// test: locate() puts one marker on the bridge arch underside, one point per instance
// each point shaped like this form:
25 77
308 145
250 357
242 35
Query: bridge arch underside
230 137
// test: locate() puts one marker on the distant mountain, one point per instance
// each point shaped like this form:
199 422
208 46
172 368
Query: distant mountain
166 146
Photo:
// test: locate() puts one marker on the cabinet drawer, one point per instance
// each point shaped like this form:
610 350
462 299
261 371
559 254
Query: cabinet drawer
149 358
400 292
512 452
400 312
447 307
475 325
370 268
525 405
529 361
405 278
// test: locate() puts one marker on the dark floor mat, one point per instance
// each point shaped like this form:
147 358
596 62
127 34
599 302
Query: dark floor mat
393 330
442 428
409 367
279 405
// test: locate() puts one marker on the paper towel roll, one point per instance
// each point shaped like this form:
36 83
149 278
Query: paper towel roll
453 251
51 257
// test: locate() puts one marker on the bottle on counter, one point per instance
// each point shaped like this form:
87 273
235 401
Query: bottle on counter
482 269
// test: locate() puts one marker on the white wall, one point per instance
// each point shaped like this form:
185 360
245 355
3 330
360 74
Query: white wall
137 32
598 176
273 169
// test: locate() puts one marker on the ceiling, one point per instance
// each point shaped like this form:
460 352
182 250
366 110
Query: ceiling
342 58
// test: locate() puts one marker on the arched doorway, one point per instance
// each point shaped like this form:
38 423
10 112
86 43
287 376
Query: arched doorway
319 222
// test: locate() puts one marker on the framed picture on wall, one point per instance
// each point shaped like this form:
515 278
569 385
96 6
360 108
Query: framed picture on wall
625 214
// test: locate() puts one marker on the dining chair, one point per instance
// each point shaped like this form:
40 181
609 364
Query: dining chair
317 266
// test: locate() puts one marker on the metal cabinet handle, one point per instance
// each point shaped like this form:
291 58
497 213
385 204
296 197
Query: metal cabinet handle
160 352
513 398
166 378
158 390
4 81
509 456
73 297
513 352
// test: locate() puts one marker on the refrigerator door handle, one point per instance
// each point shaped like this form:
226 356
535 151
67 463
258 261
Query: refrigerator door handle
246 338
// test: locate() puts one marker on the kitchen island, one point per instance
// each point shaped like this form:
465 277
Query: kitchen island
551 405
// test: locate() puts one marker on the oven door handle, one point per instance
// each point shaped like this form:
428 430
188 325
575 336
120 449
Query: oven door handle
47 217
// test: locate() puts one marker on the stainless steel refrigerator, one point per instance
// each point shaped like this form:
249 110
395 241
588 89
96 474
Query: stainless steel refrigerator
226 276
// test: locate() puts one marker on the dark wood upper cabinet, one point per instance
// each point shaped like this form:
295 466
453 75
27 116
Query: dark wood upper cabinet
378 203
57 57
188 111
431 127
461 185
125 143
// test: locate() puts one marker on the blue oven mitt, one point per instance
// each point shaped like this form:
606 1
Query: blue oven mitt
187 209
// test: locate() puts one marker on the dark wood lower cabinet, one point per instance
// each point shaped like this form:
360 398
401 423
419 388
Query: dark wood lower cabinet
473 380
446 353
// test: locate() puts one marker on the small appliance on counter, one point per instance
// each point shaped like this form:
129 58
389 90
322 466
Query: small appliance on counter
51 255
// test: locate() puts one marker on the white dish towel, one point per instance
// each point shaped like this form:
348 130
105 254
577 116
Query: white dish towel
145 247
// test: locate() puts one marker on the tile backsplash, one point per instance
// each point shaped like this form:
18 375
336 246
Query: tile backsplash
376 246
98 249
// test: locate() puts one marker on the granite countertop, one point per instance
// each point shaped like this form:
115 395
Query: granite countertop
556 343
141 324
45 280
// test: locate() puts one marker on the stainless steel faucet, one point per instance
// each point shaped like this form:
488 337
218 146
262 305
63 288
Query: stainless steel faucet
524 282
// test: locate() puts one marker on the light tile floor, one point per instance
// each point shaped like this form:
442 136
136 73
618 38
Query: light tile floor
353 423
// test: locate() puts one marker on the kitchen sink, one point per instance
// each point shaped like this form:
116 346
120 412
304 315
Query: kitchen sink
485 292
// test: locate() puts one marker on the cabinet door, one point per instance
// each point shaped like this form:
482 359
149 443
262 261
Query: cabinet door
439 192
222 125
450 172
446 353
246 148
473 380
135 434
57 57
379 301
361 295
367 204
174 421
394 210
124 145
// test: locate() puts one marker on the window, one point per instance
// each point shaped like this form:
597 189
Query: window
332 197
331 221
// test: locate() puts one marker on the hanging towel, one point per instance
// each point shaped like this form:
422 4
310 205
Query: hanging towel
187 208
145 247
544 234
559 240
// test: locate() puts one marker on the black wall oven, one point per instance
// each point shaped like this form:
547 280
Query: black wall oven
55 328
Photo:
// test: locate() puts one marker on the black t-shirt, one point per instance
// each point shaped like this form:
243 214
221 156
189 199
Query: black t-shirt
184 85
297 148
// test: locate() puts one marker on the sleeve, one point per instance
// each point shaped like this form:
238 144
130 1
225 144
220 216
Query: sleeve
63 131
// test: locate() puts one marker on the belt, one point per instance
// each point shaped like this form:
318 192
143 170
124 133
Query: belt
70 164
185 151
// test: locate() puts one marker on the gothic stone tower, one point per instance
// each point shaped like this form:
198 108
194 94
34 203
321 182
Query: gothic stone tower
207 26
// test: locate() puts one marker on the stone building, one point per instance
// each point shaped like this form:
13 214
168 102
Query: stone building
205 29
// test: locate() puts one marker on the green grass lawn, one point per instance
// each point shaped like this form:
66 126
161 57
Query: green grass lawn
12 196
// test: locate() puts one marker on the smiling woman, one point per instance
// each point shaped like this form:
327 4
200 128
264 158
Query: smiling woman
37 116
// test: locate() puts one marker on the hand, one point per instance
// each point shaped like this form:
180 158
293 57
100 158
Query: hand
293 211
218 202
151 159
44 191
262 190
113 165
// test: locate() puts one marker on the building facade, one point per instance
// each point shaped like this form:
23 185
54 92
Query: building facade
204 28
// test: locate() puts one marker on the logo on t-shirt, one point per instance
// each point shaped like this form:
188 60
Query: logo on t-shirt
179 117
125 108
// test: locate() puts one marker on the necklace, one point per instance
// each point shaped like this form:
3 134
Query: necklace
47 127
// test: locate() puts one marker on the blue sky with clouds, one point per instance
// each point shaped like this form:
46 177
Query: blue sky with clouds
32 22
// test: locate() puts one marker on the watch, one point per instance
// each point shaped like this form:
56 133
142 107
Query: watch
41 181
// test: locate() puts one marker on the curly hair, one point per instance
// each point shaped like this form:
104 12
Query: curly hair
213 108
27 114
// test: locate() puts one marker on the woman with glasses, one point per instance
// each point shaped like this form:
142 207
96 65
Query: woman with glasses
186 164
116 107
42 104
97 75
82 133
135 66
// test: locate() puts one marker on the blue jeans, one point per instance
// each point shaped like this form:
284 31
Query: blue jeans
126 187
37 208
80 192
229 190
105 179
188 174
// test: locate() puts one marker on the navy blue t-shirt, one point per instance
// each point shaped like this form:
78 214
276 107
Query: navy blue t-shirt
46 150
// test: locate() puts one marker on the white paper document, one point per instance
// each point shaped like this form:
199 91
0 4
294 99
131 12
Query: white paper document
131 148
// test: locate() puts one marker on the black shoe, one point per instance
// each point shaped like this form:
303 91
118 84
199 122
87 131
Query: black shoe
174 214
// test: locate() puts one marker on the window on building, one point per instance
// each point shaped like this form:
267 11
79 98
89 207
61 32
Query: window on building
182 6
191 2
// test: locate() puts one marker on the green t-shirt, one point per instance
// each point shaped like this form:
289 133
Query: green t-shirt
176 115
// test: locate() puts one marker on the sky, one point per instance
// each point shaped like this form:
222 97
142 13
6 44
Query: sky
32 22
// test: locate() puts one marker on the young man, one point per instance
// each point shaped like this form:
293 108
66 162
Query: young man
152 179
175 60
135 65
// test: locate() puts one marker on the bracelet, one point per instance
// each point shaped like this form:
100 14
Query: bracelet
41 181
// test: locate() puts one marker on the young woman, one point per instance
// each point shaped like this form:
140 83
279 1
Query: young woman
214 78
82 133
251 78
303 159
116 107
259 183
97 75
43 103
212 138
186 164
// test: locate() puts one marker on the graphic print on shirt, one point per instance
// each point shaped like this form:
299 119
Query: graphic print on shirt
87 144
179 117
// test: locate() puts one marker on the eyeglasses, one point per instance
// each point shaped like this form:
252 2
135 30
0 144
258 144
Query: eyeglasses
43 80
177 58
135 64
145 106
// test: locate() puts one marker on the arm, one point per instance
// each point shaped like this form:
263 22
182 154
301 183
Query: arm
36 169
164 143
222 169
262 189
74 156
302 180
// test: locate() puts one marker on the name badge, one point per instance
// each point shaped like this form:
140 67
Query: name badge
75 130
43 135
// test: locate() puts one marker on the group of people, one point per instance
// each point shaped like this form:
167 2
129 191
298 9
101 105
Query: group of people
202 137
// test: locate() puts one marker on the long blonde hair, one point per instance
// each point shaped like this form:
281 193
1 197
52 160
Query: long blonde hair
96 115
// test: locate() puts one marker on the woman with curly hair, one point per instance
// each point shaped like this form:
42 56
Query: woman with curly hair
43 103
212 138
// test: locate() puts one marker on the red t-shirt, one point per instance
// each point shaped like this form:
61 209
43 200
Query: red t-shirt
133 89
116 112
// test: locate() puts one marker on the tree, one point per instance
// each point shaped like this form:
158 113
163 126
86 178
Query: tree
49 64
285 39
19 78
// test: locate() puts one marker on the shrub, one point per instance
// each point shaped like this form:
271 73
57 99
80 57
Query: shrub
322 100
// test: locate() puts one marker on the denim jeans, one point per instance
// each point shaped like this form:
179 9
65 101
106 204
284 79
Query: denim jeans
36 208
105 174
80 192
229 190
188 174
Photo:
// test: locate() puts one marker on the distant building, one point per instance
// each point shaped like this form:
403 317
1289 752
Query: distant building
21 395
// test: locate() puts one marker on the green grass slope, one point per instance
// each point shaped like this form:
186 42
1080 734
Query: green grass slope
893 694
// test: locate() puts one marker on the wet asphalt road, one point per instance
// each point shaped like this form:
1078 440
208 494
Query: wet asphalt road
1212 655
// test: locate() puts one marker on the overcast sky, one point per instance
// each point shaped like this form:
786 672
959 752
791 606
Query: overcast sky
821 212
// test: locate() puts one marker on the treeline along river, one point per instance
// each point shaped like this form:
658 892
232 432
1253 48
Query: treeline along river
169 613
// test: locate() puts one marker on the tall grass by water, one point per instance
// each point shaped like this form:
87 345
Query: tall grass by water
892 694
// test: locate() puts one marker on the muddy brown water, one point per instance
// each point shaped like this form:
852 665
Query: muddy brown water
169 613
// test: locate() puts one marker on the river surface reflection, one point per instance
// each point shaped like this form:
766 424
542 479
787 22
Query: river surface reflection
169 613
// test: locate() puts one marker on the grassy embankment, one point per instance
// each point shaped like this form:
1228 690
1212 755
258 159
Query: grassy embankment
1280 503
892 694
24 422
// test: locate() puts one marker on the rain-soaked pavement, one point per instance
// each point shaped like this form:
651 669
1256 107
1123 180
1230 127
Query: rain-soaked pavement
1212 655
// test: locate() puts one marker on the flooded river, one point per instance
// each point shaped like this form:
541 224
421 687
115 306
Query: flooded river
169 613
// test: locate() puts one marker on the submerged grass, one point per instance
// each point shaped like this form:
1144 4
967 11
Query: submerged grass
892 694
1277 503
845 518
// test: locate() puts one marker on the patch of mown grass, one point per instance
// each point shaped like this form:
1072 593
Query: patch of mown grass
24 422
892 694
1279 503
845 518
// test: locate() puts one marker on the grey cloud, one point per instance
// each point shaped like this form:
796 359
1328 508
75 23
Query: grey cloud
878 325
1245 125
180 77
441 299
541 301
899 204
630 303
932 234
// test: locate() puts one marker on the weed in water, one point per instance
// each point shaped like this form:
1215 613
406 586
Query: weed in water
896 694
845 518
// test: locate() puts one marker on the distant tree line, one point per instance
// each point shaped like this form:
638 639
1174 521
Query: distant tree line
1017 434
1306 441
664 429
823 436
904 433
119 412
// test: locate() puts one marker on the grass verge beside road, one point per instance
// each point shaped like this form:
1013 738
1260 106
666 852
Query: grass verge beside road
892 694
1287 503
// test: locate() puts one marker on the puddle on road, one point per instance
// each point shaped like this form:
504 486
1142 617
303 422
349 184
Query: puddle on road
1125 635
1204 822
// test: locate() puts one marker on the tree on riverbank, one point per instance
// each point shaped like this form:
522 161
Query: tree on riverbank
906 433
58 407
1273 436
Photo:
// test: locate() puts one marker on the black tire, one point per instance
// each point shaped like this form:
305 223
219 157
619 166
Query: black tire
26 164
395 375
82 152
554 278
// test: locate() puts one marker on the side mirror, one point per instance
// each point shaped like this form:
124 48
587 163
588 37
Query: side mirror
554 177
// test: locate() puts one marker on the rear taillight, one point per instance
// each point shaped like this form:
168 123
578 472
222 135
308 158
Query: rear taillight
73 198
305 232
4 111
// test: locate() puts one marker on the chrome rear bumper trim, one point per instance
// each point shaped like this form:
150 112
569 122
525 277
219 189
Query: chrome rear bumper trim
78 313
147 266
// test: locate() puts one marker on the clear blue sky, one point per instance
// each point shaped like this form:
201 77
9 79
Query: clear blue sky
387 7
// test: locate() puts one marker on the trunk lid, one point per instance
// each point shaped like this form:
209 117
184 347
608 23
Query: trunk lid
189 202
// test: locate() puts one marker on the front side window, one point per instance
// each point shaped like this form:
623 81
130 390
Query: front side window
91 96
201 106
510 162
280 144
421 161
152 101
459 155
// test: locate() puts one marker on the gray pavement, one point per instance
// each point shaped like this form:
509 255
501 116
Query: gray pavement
------------------------------
Extract the lines above from the one containing "riverbank, one point per instance" to the last line, both included, exactly as written.

// test: locate() puts one marker on the tree on riverbank, one point per instance
// each point shaped like this form:
522 161
Query: tree on riverbank
906 433
58 407
1273 436
Photo:
// test: locate() puts one marker on the black tire, one point per instance
// each point shaped like this form:
305 223
219 157
619 166
Query: black tire
26 164
395 375
82 152
554 278
// test: locate() puts one marker on the side mirror, one point per instance
// each point shaped like this form:
124 48
587 163
588 37
Query: side mirror
554 177
// test: locate() puts one marker on the rear taillight, one point per instance
// each point shaped like this form:
168 123
578 472
222 135
308 158
Query: rear taillight
73 198
305 232
4 111
// test: locate() puts one marker on the chrome rear bumper trim, one point per instance
// each point shaped like this form:
150 112
569 122
525 277
219 189
Query: chrome rear bumper trim
78 313
147 266
// test: locate() puts one marker on the clear blue sky, one point per instance
// each point shaped like this form:
201 77
9 79
Query: clear blue sky
387 7
// test: locate() puts one marker on the trunk lid, one point per instance
// each point shaped like this form:
209 117
184 347
608 23
Query: trunk lid
189 202
// test: locate() puts one marker on the front side window, one point per instance
// each point shaped like this form:
623 81
130 390
Query: front side window
91 96
201 106
510 162
280 144
421 161
152 101
459 155
// test: locate() puts one marker on the gray pavement, one point per instance
// each point shaped like this form:
509 255
501 116
Query: gray pavement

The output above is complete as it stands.